**Article**
"""

Indeed..... and Wyndham lurks as TUGGERS continue to engage in their circular speculations.  

IF there are owners out there that have found a recently successful loophole, they are NOT going to share the method.  Resale doesn't hurt WYN as much as people think. It keeps the market stimulated enough to get new (and still somewhat uneducated) owners in and out of their properties and prime targets for the "more points" sales pitch.  Only a handful make it to TUG where some are kind enough to offer up the "reality service" almost as aggressively as Wyndham sales.  But at least we smile and wave a warm welcome and don't take money out of their pocket.


----------



## jebloomquist

message deleted.


----------



## ronparise

message deleted


----------



## timeos2

ronparise said:


> Its a great strategy...and when I have 925000 points Ill see if it works for platinum...I could use the 15 guest certificates and unlimited housekeeping



I'll bet, without already knowing, that his "deal" occurred at least 4-5 years ago. Today no amount of temptation or whining gets Wyndham to count resale toward VIP.  And if they do they will rescind it shortly after the local office approves it.They will NEVER put it in writing so you have less than nothing when push comes to shove (but they have sold you XX overpriced retail points, your rescind period is over by the time they "discover the error" so you're stuck with unwanted, retail points that didn't accomplish what you wanted/intended.  

Believe me, it's been tried many times recently with zero success. Waste your time trying to get it if you want but they aren't doing anything with resale points & VIP now.


----------



## am1

If it was going to work you would have to purchase more than 77k.


----------



## jebloomquist

message deleted


----------



## jebloomquist

message deleted


----------



## timeos2

*Still not resale points.*



jebloomquist said:


> Actually, there is even more to the story.
> 
> I purchased the Pahio Bali Hai Villas 3 bedroom Presidential property in April 2011 on ebay for $602. It was floating weeks with a maintenance fee of $1251 per year. I wanted it to be converted to Wyndham points, 450,000 to be exact. So I said for me to purchase the 77k at Wyndham Sedona, Wyndham had to convert the weeks to points. This is actually what I wanted in the first place.

"""

Copy out everything in the thread on Wyndham resale points from "IF there are" down to "message deleted.", word for word.

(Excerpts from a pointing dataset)
"""

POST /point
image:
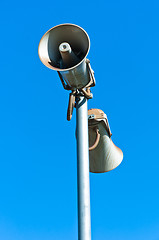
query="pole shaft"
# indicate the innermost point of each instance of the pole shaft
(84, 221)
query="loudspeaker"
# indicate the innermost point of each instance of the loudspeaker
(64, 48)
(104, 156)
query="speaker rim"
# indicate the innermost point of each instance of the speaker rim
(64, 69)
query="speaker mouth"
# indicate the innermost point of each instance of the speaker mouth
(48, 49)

"""
"""

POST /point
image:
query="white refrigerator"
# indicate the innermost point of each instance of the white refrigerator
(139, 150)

"""
"""

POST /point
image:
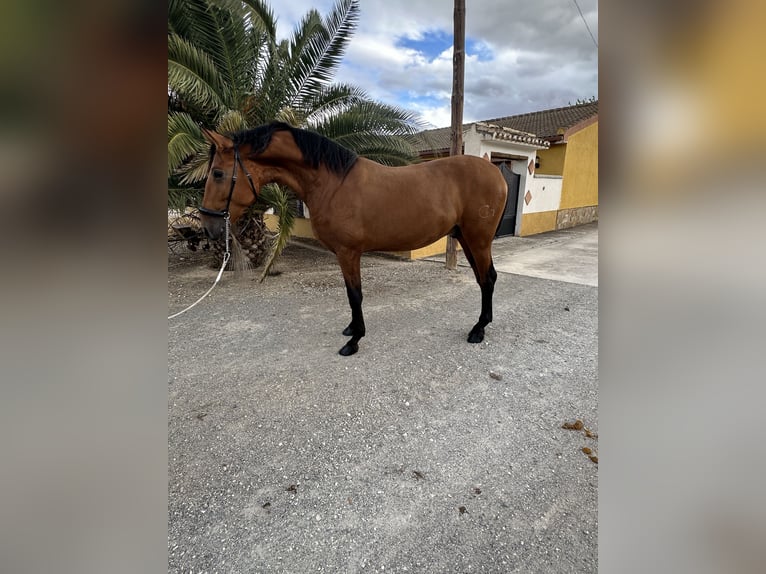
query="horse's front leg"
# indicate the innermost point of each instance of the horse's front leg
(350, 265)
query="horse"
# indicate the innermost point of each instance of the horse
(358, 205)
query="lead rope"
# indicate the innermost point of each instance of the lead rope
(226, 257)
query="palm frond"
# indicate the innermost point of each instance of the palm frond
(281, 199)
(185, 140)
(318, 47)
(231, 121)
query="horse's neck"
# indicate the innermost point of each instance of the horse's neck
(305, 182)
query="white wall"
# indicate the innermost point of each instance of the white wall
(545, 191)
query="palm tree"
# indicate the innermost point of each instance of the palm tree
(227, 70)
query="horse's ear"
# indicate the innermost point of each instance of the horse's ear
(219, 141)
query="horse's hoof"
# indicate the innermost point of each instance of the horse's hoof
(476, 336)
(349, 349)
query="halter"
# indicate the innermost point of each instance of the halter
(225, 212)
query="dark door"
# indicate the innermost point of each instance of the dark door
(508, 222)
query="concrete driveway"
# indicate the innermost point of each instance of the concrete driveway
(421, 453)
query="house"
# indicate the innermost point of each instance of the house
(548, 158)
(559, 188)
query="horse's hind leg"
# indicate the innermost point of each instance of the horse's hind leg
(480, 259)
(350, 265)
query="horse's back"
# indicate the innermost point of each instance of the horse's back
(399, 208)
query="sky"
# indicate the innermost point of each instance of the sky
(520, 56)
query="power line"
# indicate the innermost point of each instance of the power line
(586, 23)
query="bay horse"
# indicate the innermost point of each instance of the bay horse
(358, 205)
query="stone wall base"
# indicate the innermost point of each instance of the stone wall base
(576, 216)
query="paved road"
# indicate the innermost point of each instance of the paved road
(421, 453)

"""

**Solution to this exercise**
IF there are owners out there that have found a recently successful loophole, they are NOT going to share the method.  Resale doesn't hurt WYN as much as people think. It keeps the market stimulated enough to get new (and still somewhat uneducated) owners in and out of their properties and prime targets for the "more points" sales pitch.  Only a handful make it to TUG where some are kind enough to offer up the "reality service" almost as aggressively as Wyndham sales.  But at least we smile and wave a warm welcome and don't take money out of their pocket.


----------



## jebloomquist

message deleted.